#### PASSAGE GIVEN:

● ● ● ● ●

Though we love the myth, we haven't talked much--until now--about what the class-straddling process is really like. This may be because the experience has not happened, or rather, that the conditions for the class-straddling experience have existed only rarely until now. A generation of blue-collar parents (many of them first-generation American-born or immigrants) have raised children who have attended college and/or graduate school, something of a new phenomenon.

It is fascinating to read Lubrano's work, because he describes the reality of the experience of upward mobility, but more aptly of class-straddling, and it is so different from the mythic version. Some of us knew this, but it's nice to see it in print.

"Limbo" stands on its own merits--great storytelling, poignant and critical without seeming whiney, and captured details that do more to convey an experience in one sentence than some writers can in an entire chapter--but I'd be remiss if I left my personal lens out of this review. I found this book just as I was completing my M.S. and beginning my Ph.D. I am not in the Ivy League, but do attend a very good, private university with a more-than-decent reputation. I wish Lubrano had written "Limbo" while I was in college, but am grateful that he wrote it at all.

My parents (a tool and die maker and an elementary school secretary) could not afford to pay for any portion of my undergraduate education - neither tuition nor living expenses. I qualified for scanty and sporadically available merit-based financial aid, but--despite earning just $18,000 per year before taxes--I never once qualified for need-based financial aid. I felt like an outcast in college: I had just one other friend (another girl from a working-class background just like mine, still one of my closest friends and now an M.A.) who worked fulltime and attended college fulltime, like I did.

I believed so much in a meritocracy, until I realized how a university's entire structure is based on the ability of its students to be there fulltime, and during the day - during working hours, for those of us who have worked since we were 15. As a college student who had to work fulltime in order to cover living expenses, buy textbooks, etc., having to select from limited evening and summer classes, or work from 6 PM until 3 AM in order to be able to attend classes during the day, made the college experience very, very different from the one most other people had.

I was constantly asked, by classmates as well as professors who enjoyed my enthusiasm and high grades in their classes, why I wasn't "more involved", why I couldn't attend brown-bag lunch lectures, late Friday afternoon faculty colloquia, and all the other fun meetings that make a college experience so truly intellectual and enjoyable (newspaper meetings, academic journal meetings, political clubs, etc.). And forget meetings - when you have to work, try even making it to a professor's "open office" hours. Though I graduated with honors within five years, several professors told me that I had to "find a way to stop working" so I could "focus more on school." It's a nice, well-intentioned sentiment, and believe me, there's nothing I would have liked more, but it also conveyed the idea that work and education should not or cannot co-exist, and that trying to make them both fit just couldn't work.

● ● ● ● ●

#### WHAT IS ASKED:
Transcribe the review word for word, beginning at the words "It is fascinating" and stopping after the words "it in print.".

#### MATERIAL PROVIDED:
● ● ● ● ●

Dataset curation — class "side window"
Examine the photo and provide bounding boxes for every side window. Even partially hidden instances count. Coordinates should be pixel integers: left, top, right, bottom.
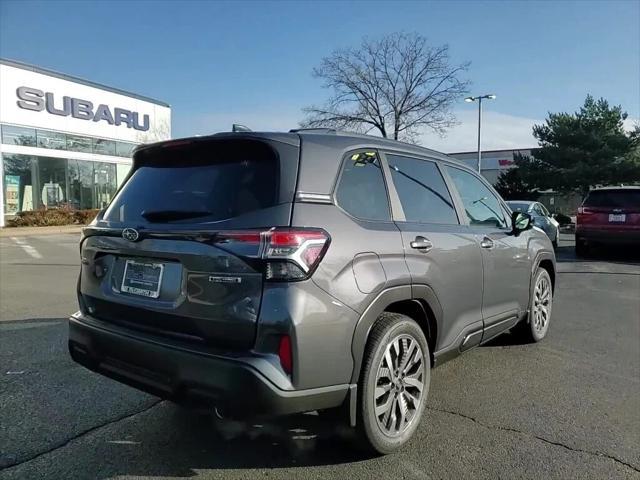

● ● ● ● ●

#### WRITTEN SOLUTION:
It is fascinating to read Lubrano's work, because he describes the reality of the experience of upward mobility, but more aptly of class-straddling, and it is so different from the mythic version. Some of us knew this, but it's nice to see it in print.